What to produce
Reproduce every line of the following material word for word.

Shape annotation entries
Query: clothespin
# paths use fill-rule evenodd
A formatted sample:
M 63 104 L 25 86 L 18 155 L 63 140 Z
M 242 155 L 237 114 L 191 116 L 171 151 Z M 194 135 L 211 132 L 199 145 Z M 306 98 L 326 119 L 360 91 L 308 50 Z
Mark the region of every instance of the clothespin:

Written solution
Query: clothespin
# paths use fill-rule evenodd
A formatted sample:
M 63 104 L 25 86 L 18 155 L 63 140 Z
M 242 155 L 237 114 L 191 116 L 171 151 Z M 194 135 L 211 132 L 199 145 Z M 306 98 L 326 119 L 360 91 L 308 50 Z
Mark the region of every instance of the clothespin:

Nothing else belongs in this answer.